### Task to carry out
Set down all the lines below, each one exactly as shown.

* * *

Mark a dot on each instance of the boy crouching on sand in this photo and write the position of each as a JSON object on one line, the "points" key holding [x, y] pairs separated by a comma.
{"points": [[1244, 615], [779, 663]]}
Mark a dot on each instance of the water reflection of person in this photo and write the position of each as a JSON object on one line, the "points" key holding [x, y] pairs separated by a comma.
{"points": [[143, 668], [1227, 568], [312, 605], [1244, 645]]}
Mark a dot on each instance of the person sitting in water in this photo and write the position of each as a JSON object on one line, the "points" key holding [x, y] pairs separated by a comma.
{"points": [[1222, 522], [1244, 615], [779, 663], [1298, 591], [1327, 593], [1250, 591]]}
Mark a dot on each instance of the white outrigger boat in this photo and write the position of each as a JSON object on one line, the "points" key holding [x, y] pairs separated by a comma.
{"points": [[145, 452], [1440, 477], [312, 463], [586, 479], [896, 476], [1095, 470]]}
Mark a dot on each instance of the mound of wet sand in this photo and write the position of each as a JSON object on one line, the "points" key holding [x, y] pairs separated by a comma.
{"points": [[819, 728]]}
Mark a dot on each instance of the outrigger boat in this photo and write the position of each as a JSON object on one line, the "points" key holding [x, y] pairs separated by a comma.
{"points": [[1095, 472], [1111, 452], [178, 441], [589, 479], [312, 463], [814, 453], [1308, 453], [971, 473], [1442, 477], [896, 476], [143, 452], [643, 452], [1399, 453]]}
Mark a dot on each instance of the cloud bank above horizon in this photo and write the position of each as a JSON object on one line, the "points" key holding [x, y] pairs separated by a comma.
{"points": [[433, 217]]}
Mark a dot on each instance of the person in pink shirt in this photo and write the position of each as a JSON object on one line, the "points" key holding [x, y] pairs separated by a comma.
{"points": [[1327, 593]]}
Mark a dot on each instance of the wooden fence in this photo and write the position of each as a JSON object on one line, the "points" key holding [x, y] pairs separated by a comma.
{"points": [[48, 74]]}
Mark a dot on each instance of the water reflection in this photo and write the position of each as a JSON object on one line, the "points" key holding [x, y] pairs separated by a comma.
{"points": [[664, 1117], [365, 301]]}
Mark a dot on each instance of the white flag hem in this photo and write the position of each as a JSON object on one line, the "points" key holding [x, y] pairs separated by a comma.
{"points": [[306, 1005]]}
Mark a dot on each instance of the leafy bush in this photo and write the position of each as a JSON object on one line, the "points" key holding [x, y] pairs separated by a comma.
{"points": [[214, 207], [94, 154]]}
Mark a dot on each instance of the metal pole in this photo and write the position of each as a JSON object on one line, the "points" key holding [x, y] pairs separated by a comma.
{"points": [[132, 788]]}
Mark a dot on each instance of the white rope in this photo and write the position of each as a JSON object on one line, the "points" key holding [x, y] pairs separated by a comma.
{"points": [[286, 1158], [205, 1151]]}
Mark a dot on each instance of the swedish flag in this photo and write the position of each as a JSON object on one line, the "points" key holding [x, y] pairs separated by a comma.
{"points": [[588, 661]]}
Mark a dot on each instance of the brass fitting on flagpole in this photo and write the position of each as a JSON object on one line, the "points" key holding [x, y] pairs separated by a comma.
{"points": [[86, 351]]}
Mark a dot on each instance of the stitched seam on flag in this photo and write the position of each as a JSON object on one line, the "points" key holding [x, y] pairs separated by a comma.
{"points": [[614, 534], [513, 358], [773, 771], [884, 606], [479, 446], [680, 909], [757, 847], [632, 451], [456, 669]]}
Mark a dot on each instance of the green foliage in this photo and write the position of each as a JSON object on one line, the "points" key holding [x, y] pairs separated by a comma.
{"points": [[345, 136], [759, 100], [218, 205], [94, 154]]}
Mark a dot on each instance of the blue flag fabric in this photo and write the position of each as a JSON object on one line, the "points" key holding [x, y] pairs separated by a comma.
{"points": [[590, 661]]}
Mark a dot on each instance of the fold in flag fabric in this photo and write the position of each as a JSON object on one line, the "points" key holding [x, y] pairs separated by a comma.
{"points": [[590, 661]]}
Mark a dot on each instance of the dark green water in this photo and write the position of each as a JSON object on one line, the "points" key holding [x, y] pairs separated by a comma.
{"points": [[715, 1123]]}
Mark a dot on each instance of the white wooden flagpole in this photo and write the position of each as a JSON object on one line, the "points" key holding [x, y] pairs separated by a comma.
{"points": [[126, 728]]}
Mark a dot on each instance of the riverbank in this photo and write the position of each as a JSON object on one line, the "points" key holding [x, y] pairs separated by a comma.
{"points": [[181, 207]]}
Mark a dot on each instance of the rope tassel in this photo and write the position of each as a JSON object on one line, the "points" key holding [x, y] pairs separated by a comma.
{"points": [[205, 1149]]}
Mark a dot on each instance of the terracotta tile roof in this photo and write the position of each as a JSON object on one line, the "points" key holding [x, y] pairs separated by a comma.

* * *

### Response to this task
Mark a dot on each instance of the boy crouching on sand in this photo and write the position of each as a JSON object on one line, the "points" key holding [x, y] pairs separated by a comma.
{"points": [[1244, 615], [779, 663]]}
Mark a dot on each instance of the water reflection of person in this photo and write the position of each as a JSON object on one line, the "points" key holding [x, y] pairs separated by a comma.
{"points": [[143, 668], [1227, 568], [312, 605], [1244, 645]]}
Mark a dot on each instance of the person sitting in water in this photo and write the position of each as a JSON object on one line, the "points" key holding [x, y] pairs separated by a comma.
{"points": [[1222, 522], [1244, 615], [779, 663], [1298, 591], [1327, 593], [1250, 591]]}
Mark a dot on each instance of the white outrigger boat in this photo and write the position of each as a JSON object on one line, the "points" key holding [x, y] pairs separated by a comma.
{"points": [[145, 452], [1440, 477], [312, 463], [586, 479], [896, 476], [1095, 470]]}
Mark a dot on each instance of the mound of wet sand in this photo and write the position of each as a JSON object on one line, the "points" key holding [x, y] pairs separated by a comma.
{"points": [[819, 728]]}
Mark a dot on each instance of the outrigger boat in this photo and write the position of each as a JSON object on one line, the "points" key holding [x, y] pairs separated by a comma.
{"points": [[1095, 472], [1111, 452], [178, 441], [589, 479], [312, 463], [814, 453], [1308, 453], [971, 473], [1442, 477], [896, 476], [143, 452], [643, 452], [1399, 453]]}
Mark a dot on each instance of the cloud bank above horizon in this photo and write the position of each as a JSON object on one line, the "points" key holding [x, y] pairs separated by a comma.
{"points": [[433, 217]]}
Mark a dot on each instance of the person in pink shirt in this photo and write the position of each as a JSON object on one line, the "points" key holding [x, y] pairs separated by a comma.
{"points": [[1327, 593]]}
Mark a dot on each instance of the wooden fence in this photo and write the position of each as a JSON object on one line, the "points" key holding [x, y] pairs separated by a comma.
{"points": [[48, 74]]}
Mark a dot on each instance of the water reflection in this photo and write the position of each as a JSON object on one line, the "points" key holding [x, y] pairs separated by a comma.
{"points": [[664, 1117], [365, 301]]}
Mark a dot on each instance of the white flag hem in this photo and write the position of each as a JSON object on one line, the "points" key holding [x, y] pairs separated by a comma.
{"points": [[306, 1005]]}
Mark a dot on each instance of the leafy bush in this photo and write the position of each as a JSON object on one line, the "points" key holding [x, y] pairs separated by a comma.
{"points": [[214, 207], [94, 154]]}
Mark a dot on each instance of the metal pole in this photo and write the position of each as a JSON object on one line, the "points" key holding [x, y] pairs separated by a comma.
{"points": [[132, 788]]}
Mark a dot on each instance of the white rope in this photo and write the position of each as a JSON object on one line, the "points" key holding [x, y] pairs separated by a comma.
{"points": [[286, 1158], [205, 1151]]}
Mark a dot on each instance of the swedish flag in this photo and write the position of each as a JSON object on one line, the "points" key holding [x, y] pairs separated by a comma.
{"points": [[588, 661]]}
Mark a dot on each instance of the brass fitting on flagpole in this photo and write the position of each as a JSON object on one line, the "points" key holding [x, y] pairs separated by a comma.
{"points": [[86, 351]]}
Mark a dot on each instance of the stitched seam on flag in this photo and write the position of each as a JSON object on one line, the "points" key holding [x, y] pairs separated by a comma.
{"points": [[614, 534], [513, 358], [773, 771], [884, 606], [479, 446], [680, 909], [757, 847], [632, 451], [456, 669]]}
Mark a dot on each instance of the green foliage in this photo and write the position of each as a JSON object on one line, the "points" key holding [x, y] pairs separated by a comma.
{"points": [[345, 136], [759, 100], [218, 205], [94, 154]]}
Mark a dot on each instance of the blue flag fabric in this photo and write the position of each as a JSON object on one line, the "points" key holding [x, y] pairs separated by a comma.
{"points": [[590, 661]]}
Mark a dot on each instance of the fold in flag fabric in this photo and write the position of each as a JSON object on one line, the "points" key holding [x, y] pairs separated by a comma.
{"points": [[590, 661]]}
Mark a dot on each instance of the dark green water in this photo and write the position of each as a JSON object on one line, the "points" key holding [x, y] pairs separated by a comma.
{"points": [[715, 1123]]}
Mark a dot on each instance of the white wooden flagpole in this photo and write the position of each as a JSON object on one line, the "points" key holding [x, y] pairs separated by a comma.
{"points": [[126, 728]]}
Mark a dot on each instance of the riverbank in this photo and write the position of each as a JSON object on one line, the "points" key holding [x, y] pairs separated by a comma.
{"points": [[181, 207]]}
Mark a dot on each instance of the rope tassel in this photo and write the position of each as a JSON object on one line, the "points" key holding [x, y] pairs separated by a comma.
{"points": [[205, 1149]]}
Mark a dot on each instance of the terracotta tile roof in this photo and write the position of each as a JSON object on one line, the "points" key holding [x, y] pairs separated by a comma.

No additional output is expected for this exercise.